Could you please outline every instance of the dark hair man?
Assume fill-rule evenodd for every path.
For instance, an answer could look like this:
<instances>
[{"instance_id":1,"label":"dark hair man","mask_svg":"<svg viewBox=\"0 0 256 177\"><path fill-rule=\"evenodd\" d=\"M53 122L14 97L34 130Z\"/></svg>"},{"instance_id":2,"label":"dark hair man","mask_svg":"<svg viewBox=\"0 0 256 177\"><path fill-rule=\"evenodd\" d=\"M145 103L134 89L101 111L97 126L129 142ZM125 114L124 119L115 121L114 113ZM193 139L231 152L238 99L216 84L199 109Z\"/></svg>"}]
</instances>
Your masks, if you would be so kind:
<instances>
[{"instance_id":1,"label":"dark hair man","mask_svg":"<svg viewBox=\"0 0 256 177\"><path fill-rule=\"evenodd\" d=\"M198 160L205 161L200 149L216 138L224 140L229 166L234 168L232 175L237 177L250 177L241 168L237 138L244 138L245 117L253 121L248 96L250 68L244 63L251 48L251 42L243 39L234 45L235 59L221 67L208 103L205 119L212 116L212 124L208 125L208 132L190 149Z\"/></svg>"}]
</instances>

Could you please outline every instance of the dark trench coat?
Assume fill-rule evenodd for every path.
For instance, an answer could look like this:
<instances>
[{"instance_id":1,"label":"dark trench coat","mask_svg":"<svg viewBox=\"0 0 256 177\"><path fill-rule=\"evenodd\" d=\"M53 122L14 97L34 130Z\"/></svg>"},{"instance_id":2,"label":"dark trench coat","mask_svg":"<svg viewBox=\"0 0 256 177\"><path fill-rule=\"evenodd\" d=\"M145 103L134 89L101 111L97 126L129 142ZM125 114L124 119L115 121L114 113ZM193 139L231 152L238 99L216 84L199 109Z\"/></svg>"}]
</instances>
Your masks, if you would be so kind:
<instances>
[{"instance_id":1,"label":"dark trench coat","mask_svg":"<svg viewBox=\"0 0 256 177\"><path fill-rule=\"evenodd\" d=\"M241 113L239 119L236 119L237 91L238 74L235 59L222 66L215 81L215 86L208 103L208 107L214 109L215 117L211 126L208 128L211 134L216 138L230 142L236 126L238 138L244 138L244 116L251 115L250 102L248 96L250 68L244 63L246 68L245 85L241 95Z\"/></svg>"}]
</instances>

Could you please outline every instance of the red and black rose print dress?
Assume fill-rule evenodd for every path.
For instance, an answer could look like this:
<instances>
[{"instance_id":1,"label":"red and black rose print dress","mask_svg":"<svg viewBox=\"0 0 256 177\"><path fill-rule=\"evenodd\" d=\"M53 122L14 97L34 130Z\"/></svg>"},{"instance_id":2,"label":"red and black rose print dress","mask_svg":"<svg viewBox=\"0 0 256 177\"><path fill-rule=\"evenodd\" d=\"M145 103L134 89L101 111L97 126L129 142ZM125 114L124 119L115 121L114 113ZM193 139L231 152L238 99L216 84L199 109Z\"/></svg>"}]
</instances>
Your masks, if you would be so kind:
····················
◆ Goal of the exercise
Reproduce every one of the items above verbatim, line for line, with no alteration of any kind.

◆ Response to the exercise
Could you please outline every instance of the dark hair man?
Assume fill-rule evenodd for every path.
For instance, an answer could look like this:
<instances>
[{"instance_id":1,"label":"dark hair man","mask_svg":"<svg viewBox=\"0 0 256 177\"><path fill-rule=\"evenodd\" d=\"M53 122L14 97L34 130Z\"/></svg>"},{"instance_id":2,"label":"dark hair man","mask_svg":"<svg viewBox=\"0 0 256 177\"><path fill-rule=\"evenodd\" d=\"M145 103L134 89L101 111L97 126L129 142ZM125 114L124 119L115 121L114 113ZM193 139L231 152L238 99L216 84L199 109Z\"/></svg>"}]
</instances>
Your masks, if you would be so kind:
<instances>
[{"instance_id":1,"label":"dark hair man","mask_svg":"<svg viewBox=\"0 0 256 177\"><path fill-rule=\"evenodd\" d=\"M198 160L205 161L200 149L216 138L224 140L229 166L234 168L232 175L237 177L250 177L241 168L237 138L244 138L245 117L253 121L248 96L250 68L244 63L251 48L251 42L243 39L234 45L235 59L221 67L208 103L205 119L212 116L212 124L208 125L208 132L190 149Z\"/></svg>"}]
</instances>

Could you please outline every instance of the dark trench coat?
Assume fill-rule evenodd for every path.
For instance, an answer could look like this:
<instances>
[{"instance_id":1,"label":"dark trench coat","mask_svg":"<svg viewBox=\"0 0 256 177\"><path fill-rule=\"evenodd\" d=\"M53 122L14 97L34 130Z\"/></svg>"},{"instance_id":2,"label":"dark trench coat","mask_svg":"<svg viewBox=\"0 0 256 177\"><path fill-rule=\"evenodd\" d=\"M145 103L134 89L101 111L97 126L129 142ZM125 114L124 119L115 121L114 113ZM193 139L231 152L238 99L216 84L199 109Z\"/></svg>"}]
</instances>
Your masks, if you would be so kind:
<instances>
[{"instance_id":1,"label":"dark trench coat","mask_svg":"<svg viewBox=\"0 0 256 177\"><path fill-rule=\"evenodd\" d=\"M241 113L239 119L236 119L237 91L238 74L235 59L222 66L215 81L215 86L208 103L208 107L214 109L215 117L211 126L208 128L211 134L216 138L230 142L236 126L238 138L244 138L244 116L251 115L250 102L248 96L250 68L244 63L246 68L245 85L241 95Z\"/></svg>"}]
</instances>

Could you please outline every instance of the red and black rose print dress?
Assume fill-rule evenodd for every path.
For instance, an answer could look like this:
<instances>
[{"instance_id":1,"label":"red and black rose print dress","mask_svg":"<svg viewBox=\"0 0 256 177\"><path fill-rule=\"evenodd\" d=\"M53 122L14 97L34 130Z\"/></svg>"},{"instance_id":2,"label":"red and black rose print dress","mask_svg":"<svg viewBox=\"0 0 256 177\"><path fill-rule=\"evenodd\" d=\"M145 103L134 89L101 111L97 126L129 142ZM125 114L124 119L115 121L114 113ZM193 139L231 152L238 99L216 84L199 109Z\"/></svg>"}]
</instances>
Your masks, if you would be so kind:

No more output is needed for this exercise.